● **STATED TASK**: Pull out every line of the rows below that contains the string "brick".

● **MATERIAL TO PROCESS**:
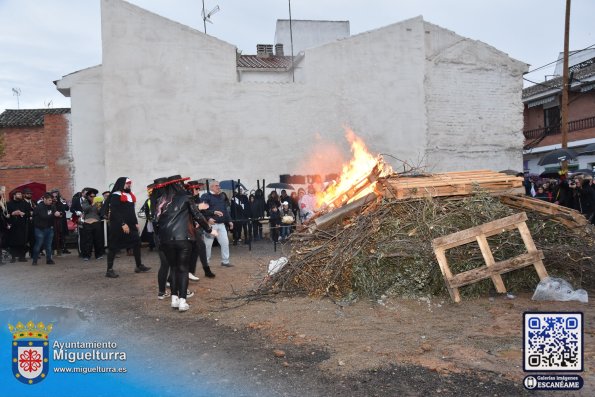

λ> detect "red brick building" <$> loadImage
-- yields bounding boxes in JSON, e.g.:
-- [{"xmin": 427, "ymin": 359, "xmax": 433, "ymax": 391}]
[
  {"xmin": 0, "ymin": 108, "xmax": 74, "ymax": 199},
  {"xmin": 523, "ymin": 55, "xmax": 595, "ymax": 174}
]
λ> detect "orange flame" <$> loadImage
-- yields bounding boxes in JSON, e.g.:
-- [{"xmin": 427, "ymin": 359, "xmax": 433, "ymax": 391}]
[{"xmin": 316, "ymin": 129, "xmax": 392, "ymax": 207}]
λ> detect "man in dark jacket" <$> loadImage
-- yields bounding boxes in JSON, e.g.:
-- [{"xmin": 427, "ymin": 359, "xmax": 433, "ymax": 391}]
[
  {"xmin": 250, "ymin": 189, "xmax": 266, "ymax": 241},
  {"xmin": 155, "ymin": 175, "xmax": 217, "ymax": 311},
  {"xmin": 104, "ymin": 177, "xmax": 151, "ymax": 278},
  {"xmin": 200, "ymin": 181, "xmax": 233, "ymax": 267},
  {"xmin": 231, "ymin": 187, "xmax": 252, "ymax": 245},
  {"xmin": 50, "ymin": 189, "xmax": 70, "ymax": 256},
  {"xmin": 32, "ymin": 193, "xmax": 62, "ymax": 265},
  {"xmin": 6, "ymin": 190, "xmax": 31, "ymax": 263}
]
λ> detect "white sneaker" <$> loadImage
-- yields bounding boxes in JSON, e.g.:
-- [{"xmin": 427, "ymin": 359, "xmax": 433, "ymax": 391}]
[{"xmin": 178, "ymin": 298, "xmax": 190, "ymax": 312}]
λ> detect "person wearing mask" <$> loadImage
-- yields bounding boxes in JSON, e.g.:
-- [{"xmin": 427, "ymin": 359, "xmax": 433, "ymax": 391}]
[
  {"xmin": 104, "ymin": 177, "xmax": 151, "ymax": 278},
  {"xmin": 31, "ymin": 193, "xmax": 62, "ymax": 265},
  {"xmin": 50, "ymin": 188, "xmax": 70, "ymax": 256},
  {"xmin": 186, "ymin": 181, "xmax": 218, "ymax": 281},
  {"xmin": 200, "ymin": 181, "xmax": 233, "ymax": 267},
  {"xmin": 0, "ymin": 186, "xmax": 8, "ymax": 264},
  {"xmin": 155, "ymin": 175, "xmax": 217, "ymax": 312},
  {"xmin": 7, "ymin": 190, "xmax": 31, "ymax": 263},
  {"xmin": 81, "ymin": 188, "xmax": 103, "ymax": 261},
  {"xmin": 250, "ymin": 189, "xmax": 266, "ymax": 241},
  {"xmin": 23, "ymin": 187, "xmax": 35, "ymax": 257}
]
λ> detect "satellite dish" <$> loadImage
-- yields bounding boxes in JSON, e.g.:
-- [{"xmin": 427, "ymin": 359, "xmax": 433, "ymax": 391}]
[
  {"xmin": 201, "ymin": 0, "xmax": 221, "ymax": 34},
  {"xmin": 202, "ymin": 5, "xmax": 221, "ymax": 23}
]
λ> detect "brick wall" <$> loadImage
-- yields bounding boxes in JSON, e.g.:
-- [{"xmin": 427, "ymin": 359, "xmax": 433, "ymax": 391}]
[{"xmin": 0, "ymin": 114, "xmax": 73, "ymax": 199}]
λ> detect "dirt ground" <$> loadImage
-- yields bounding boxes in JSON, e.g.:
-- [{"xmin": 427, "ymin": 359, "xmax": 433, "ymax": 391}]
[{"xmin": 0, "ymin": 241, "xmax": 595, "ymax": 396}]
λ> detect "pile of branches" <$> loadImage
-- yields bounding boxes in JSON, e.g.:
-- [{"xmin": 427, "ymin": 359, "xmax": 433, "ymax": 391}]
[{"xmin": 258, "ymin": 191, "xmax": 595, "ymax": 299}]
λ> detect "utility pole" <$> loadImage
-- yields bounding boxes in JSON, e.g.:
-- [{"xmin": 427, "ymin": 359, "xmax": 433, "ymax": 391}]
[
  {"xmin": 202, "ymin": 0, "xmax": 207, "ymax": 34},
  {"xmin": 560, "ymin": 0, "xmax": 570, "ymax": 175},
  {"xmin": 288, "ymin": 0, "xmax": 295, "ymax": 83}
]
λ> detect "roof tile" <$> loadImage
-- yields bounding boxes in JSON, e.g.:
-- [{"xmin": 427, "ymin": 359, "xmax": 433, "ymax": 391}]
[{"xmin": 0, "ymin": 108, "xmax": 70, "ymax": 128}]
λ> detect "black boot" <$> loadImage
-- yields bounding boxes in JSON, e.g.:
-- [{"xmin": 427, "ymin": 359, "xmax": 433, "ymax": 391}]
[
  {"xmin": 134, "ymin": 263, "xmax": 151, "ymax": 273},
  {"xmin": 203, "ymin": 266, "xmax": 215, "ymax": 278}
]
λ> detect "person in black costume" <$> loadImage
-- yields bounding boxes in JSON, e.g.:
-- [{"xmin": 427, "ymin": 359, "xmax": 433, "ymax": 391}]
[
  {"xmin": 6, "ymin": 190, "xmax": 32, "ymax": 263},
  {"xmin": 186, "ymin": 181, "xmax": 218, "ymax": 281},
  {"xmin": 154, "ymin": 175, "xmax": 217, "ymax": 311},
  {"xmin": 231, "ymin": 187, "xmax": 252, "ymax": 245},
  {"xmin": 250, "ymin": 189, "xmax": 266, "ymax": 241},
  {"xmin": 104, "ymin": 177, "xmax": 151, "ymax": 278}
]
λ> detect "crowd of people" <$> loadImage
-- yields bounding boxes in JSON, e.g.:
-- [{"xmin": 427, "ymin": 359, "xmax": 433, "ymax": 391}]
[
  {"xmin": 524, "ymin": 174, "xmax": 595, "ymax": 224},
  {"xmin": 0, "ymin": 175, "xmax": 326, "ymax": 311}
]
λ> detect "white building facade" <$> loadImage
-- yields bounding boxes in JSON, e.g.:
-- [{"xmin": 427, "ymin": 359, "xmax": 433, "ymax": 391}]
[{"xmin": 57, "ymin": 0, "xmax": 527, "ymax": 190}]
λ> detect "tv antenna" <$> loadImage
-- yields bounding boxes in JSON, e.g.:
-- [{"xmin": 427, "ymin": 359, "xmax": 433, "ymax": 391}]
[
  {"xmin": 201, "ymin": 0, "xmax": 221, "ymax": 34},
  {"xmin": 12, "ymin": 88, "xmax": 21, "ymax": 109}
]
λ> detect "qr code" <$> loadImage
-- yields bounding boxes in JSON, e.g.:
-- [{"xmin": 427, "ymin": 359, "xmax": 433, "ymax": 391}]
[{"xmin": 523, "ymin": 312, "xmax": 583, "ymax": 372}]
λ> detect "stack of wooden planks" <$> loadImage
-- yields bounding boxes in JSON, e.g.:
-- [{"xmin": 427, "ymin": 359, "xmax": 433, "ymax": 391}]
[
  {"xmin": 379, "ymin": 170, "xmax": 524, "ymax": 199},
  {"xmin": 500, "ymin": 194, "xmax": 589, "ymax": 231}
]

● **PROBLEM SOLUTION**:
λ> detect "red brick building" <$> loadImage
λ> detect "brick wall" <$> loadImage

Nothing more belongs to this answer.